- SHORT TASK -
Reproduce the data below line for line without any changes, omitting the pictures from your answer.

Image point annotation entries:
* * *

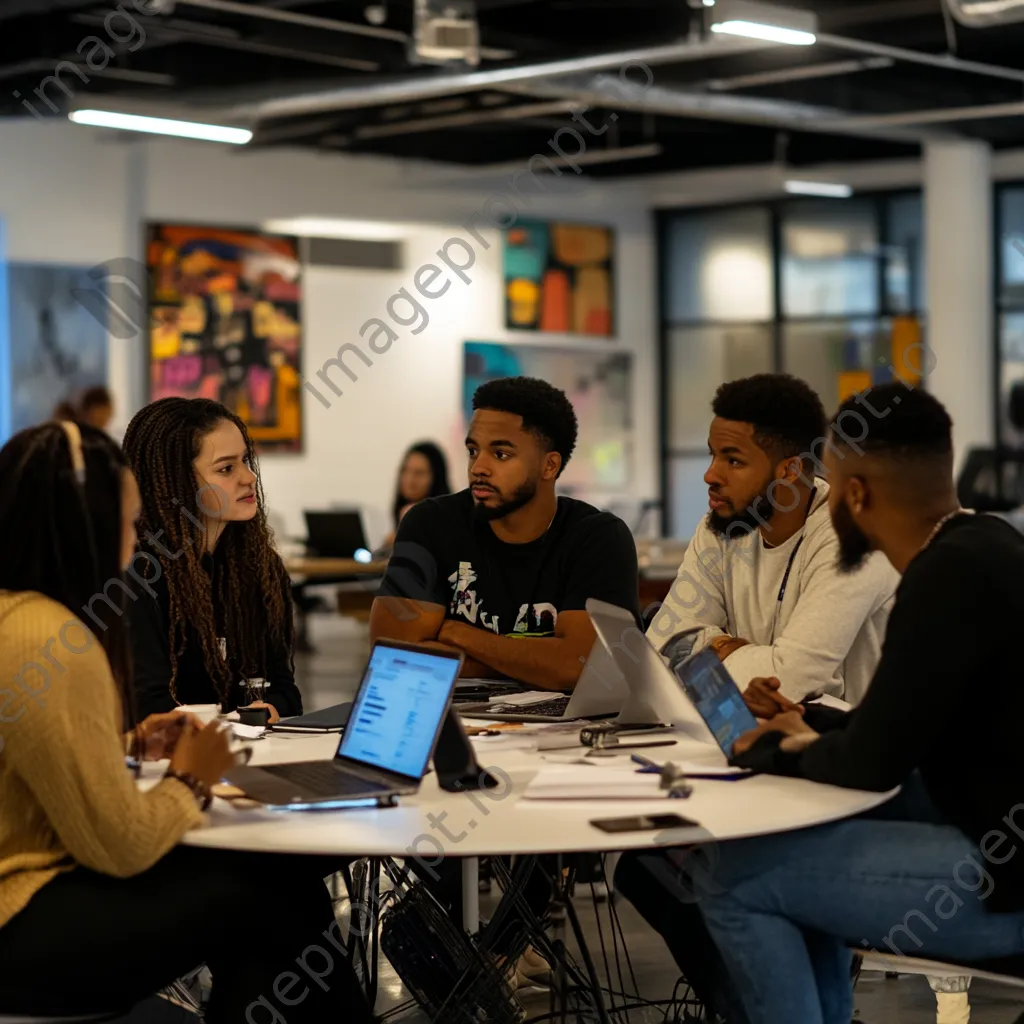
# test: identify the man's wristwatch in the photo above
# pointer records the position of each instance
(199, 790)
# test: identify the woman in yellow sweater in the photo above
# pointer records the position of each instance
(98, 906)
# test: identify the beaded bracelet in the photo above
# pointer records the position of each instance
(199, 790)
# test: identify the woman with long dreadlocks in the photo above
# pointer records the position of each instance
(215, 611)
(99, 907)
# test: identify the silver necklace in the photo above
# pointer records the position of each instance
(942, 522)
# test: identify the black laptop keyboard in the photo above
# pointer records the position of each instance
(548, 709)
(323, 779)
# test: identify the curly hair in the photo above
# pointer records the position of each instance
(546, 412)
(785, 413)
(253, 592)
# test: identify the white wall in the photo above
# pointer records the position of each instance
(70, 195)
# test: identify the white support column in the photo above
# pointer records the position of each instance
(958, 241)
(129, 346)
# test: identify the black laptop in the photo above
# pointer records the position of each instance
(335, 535)
(394, 724)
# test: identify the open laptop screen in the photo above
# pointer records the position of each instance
(398, 710)
(717, 697)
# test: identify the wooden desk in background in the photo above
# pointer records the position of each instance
(658, 560)
(309, 566)
(353, 601)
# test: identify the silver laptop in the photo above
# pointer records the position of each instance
(655, 694)
(600, 692)
(394, 724)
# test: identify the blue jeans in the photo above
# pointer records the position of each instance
(785, 909)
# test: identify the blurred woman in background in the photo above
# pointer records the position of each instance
(423, 474)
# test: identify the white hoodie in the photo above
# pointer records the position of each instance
(824, 637)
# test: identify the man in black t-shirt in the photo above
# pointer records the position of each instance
(503, 570)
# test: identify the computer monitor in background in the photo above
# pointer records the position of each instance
(336, 534)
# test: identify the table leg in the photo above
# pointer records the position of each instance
(471, 894)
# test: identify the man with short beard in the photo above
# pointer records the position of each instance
(760, 584)
(503, 571)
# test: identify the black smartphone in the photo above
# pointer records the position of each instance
(645, 822)
(254, 716)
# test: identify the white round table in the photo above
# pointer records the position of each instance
(434, 822)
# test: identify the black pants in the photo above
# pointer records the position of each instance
(649, 881)
(262, 923)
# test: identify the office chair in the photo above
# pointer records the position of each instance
(992, 478)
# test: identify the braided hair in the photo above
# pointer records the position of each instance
(62, 534)
(252, 591)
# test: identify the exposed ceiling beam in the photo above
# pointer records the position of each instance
(322, 24)
(45, 65)
(603, 90)
(167, 32)
(803, 74)
(944, 115)
(944, 60)
(985, 13)
(465, 119)
(421, 87)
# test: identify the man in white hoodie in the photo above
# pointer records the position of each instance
(760, 583)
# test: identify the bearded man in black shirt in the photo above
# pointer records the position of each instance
(503, 570)
(938, 872)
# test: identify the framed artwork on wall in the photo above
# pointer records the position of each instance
(559, 278)
(225, 324)
(600, 387)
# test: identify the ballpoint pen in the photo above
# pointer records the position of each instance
(673, 777)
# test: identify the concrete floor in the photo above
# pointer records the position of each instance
(332, 675)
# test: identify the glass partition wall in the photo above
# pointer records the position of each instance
(828, 290)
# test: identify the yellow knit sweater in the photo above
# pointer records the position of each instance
(66, 797)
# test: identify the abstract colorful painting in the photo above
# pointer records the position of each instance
(880, 357)
(598, 384)
(57, 346)
(559, 278)
(224, 324)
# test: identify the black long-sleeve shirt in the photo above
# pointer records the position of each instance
(152, 653)
(947, 698)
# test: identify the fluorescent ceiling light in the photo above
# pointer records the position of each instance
(336, 227)
(769, 33)
(832, 189)
(768, 22)
(161, 126)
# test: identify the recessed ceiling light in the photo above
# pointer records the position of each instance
(767, 22)
(161, 126)
(769, 33)
(337, 227)
(830, 189)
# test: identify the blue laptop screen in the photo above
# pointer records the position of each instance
(717, 697)
(399, 706)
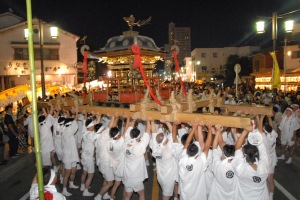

* * *

- CORRECT OUTPUT -
# test: identify the man's wristwatch in the photo above
# pointer records the position of each instance
(199, 790)
# test: identify the woman in yellow sweater in the photo above
# pointer records the position of each instance
(98, 906)
# test: identify the beaded bracelet in the photo above
# pointer records the position of each instance
(199, 790)
# test: identify the woman with long dreadlocks in the photo above
# pointer records the position of each instance
(215, 611)
(99, 907)
# test: identify the silver necklace in the photo above
# pointer records the position of each instance
(942, 522)
# test: identify the black laptop keyboard in the photo above
# pointer records the position of each instance
(548, 709)
(323, 779)
# test: identify the curly hair in the photo above
# pointer records the position of each instance
(546, 412)
(785, 413)
(253, 592)
# test: identify the white wall in the photo above
# pointer records the position of each instance
(70, 195)
# test: identify the white support column in the photo above
# pointer records the position of each instance
(958, 241)
(129, 346)
# test: identify the black laptop in the photo above
# pointer records the position of each instance
(335, 535)
(394, 724)
# test: identify the open laptop screen in the photo above
# pointer records the position of each instance
(398, 710)
(717, 697)
# test: identify the wooden desk in background in the photo above
# pointer records the position of each instance
(658, 560)
(309, 566)
(353, 601)
# test: identify the silver laptop in the photo above
# pointer records the position of each instance
(655, 694)
(600, 692)
(394, 724)
# test: identify the blue jeans in the photo above
# pointer records the position of each instance
(785, 909)
# test: identify the blurred woman in background in the photo above
# pointer records the position of each instance
(423, 474)
# test: identify the white hoodie in the photo above
# pointer records the position of each instance
(824, 637)
# test: identify the man in black t-shirt in the photo above
# pointer records the position of each instance
(503, 570)
# test: identify the computer monitor in background in the photo above
# pointer records the position of each instance
(336, 534)
# test: identify the table leg in the photo above
# pointer records the position of each instance
(471, 894)
# test: identify the man with short beard in the photo above
# pointer records the position of each instance
(760, 584)
(503, 571)
# test: identify the black smartphone in the photo above
# pointer records the position of each instance
(645, 822)
(254, 716)
# test: identify the white round table in the photo above
# pointer records the position of each instance
(434, 822)
# test: identify the black pants in the photo above
# pointer records the position of each instance
(649, 881)
(262, 923)
# test: identify the office chair in the photo above
# pointer records the position of each instance
(992, 478)
# test: identify the braided hair in the photo above
# pointer records the position of each instance
(62, 534)
(252, 591)
# test: identify the exposed ceiling beam in the photo above
# pointer records the position of each instance
(322, 24)
(45, 65)
(603, 90)
(167, 32)
(803, 74)
(944, 115)
(944, 60)
(985, 13)
(465, 119)
(421, 87)
# test: identify the man in white hoodie in the photo above
# pointer records the position of each instance
(760, 583)
# test: identify the bearded man in black shirt in the photo above
# pointer records the position of each instance
(503, 570)
(938, 872)
# test: identify the framed artwork on wall in the photo above
# pointer records the position of each instance
(559, 278)
(225, 324)
(600, 387)
# test: identify the ballpoint pen in the photo above
# pointer records the position of each instance
(673, 777)
# test: identify the concrete floor in the photo above
# pointer records the position of each instance
(332, 675)
# test: identify the glass partition wall in the photo above
# pointer records the position of each instance
(828, 290)
# test: identify the yellow knit sweater in the photo above
# pointer records the position of each instance
(66, 797)
# test: identify the abstract colorful painting in the photo above
# pointer records the position of each instance
(880, 357)
(598, 384)
(57, 346)
(559, 278)
(224, 324)
# test: identify the black long-sleeve shirt in the photo above
# pointer records the position of each instance
(152, 653)
(947, 698)
# test: identify the fluorescent ceiling light in the photo above
# pointer records the position of each instance
(336, 227)
(769, 33)
(832, 189)
(768, 22)
(161, 126)
# test: identify the recessed ceiling light in the photo above
# pointer records the position of each instance
(767, 22)
(161, 126)
(769, 33)
(337, 227)
(830, 189)
# test: identify the blue laptop screen in the photo above
# pointer records the position of each instance
(717, 697)
(399, 706)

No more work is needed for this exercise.